Source excerpt —
# What is it??



## TerrierMotors (Oct 16, 2019)

Have an old bike/lawn ornament that i am trying to identify, hoping one of you gurus can enlighten me







any info would be appreciated


----------



## GTs58 (Oct 16, 2019)

60's Huffy.


----------



## TerrierMotors (Oct 17, 2019)

that chainguard certainly seems to match, thanks for the help


----------



## TerrierMotors (Oct 20, 2019)

Have another one for ya, someone broke the welds around the seatpost, presumably to 'chopper' it out, thinking of motorizing it, wondering what it started out as


----------



## Scout Evans (Oct 22, 2019)

That's a late 50's/ early 60's Ross, the chain ring and fork crown are giveaways.


----------



## TerrierMotors (Oct 23, 2019)

And one more, an enormous racing frame, no decals or badges left
sitting next to a 20"BMX frame for comparison



any idea what this may be?


----------



## TerrierMotors (Oct 23, 2019)

Found another that's got me wondering, decal says made in England
also says Sportsman down the seat post, who was the manufacturer?

Exercise instructions —
[1] Answer these questions about the bike identification thread:
(a) What did GTs58 say the first bike was?
(b) Which two parts did Scout Evans call giveaways that the second bike is a Ross?
(c) What did TerrierMotors set the enormous racing frame next to for comparison?
[2] Carry on the bike identification thread after its final post.

Record excerpts —
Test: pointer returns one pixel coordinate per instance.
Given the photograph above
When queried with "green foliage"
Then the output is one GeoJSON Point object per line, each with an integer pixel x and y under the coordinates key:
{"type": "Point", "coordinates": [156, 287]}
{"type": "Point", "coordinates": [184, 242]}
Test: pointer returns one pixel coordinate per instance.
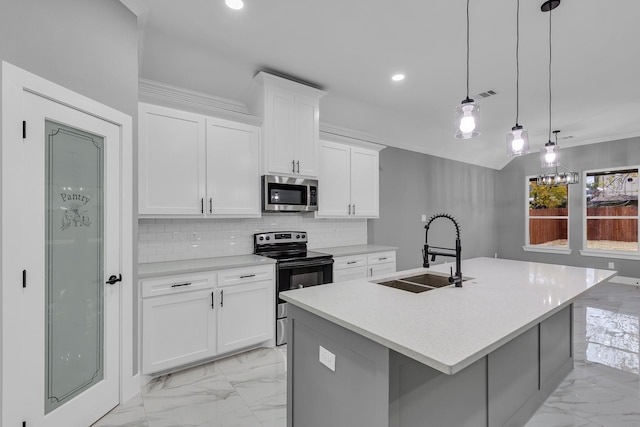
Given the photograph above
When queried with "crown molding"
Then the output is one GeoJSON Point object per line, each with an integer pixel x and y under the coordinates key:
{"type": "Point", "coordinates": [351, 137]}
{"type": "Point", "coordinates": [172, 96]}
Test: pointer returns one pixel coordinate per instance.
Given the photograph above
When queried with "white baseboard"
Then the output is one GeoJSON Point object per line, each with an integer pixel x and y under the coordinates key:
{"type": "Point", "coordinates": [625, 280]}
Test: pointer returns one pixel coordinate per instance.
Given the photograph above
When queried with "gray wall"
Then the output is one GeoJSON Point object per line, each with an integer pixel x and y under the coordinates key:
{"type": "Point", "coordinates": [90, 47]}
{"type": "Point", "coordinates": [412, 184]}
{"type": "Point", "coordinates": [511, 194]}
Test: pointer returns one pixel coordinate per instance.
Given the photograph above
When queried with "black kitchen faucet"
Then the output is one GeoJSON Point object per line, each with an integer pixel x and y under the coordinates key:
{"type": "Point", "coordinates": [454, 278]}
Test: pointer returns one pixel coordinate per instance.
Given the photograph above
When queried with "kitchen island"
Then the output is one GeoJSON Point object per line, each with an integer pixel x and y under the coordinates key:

Answers to the problems —
[1]
(a) A 60's Huffy.
(b) The chain ring and the fork crown.
(c) A 20" BMX frame.

[2]
----------



## TerrierMotors (Oct 23, 2019)

Have no details on this one


----------



## Thaddeus (Oct 23, 2019)

Got one myself .







pulled from river 30 yrs ago, all chrome,2 bulbs,possibly a horn but guts in tank gone, had 2 rear side baskets which were rusted and didnt suit my taste back then. Quick cleaned it today ,barn swallows painted it


----------



## TerrierMotors (Oct 25, 2019)

Figured out the Sportsman was a Huffy, could still use some help on the ladies bike posted


----------



## Euphman06 (Oct 25, 2019)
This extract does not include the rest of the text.